◆ Instructions to follow:
Repeat the records in full and exactly, omitting pictures.

◆ Stored data:
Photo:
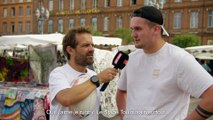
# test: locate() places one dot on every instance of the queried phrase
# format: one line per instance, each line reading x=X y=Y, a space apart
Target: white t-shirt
x=159 y=85
x=61 y=78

◆ Reply to the exercise:
Photo:
# test: locate() places one dot on every instance of the queried phrase
# format: one line per instance, each line reading x=X y=Y, a space apart
Target: white t-shirt
x=159 y=85
x=61 y=78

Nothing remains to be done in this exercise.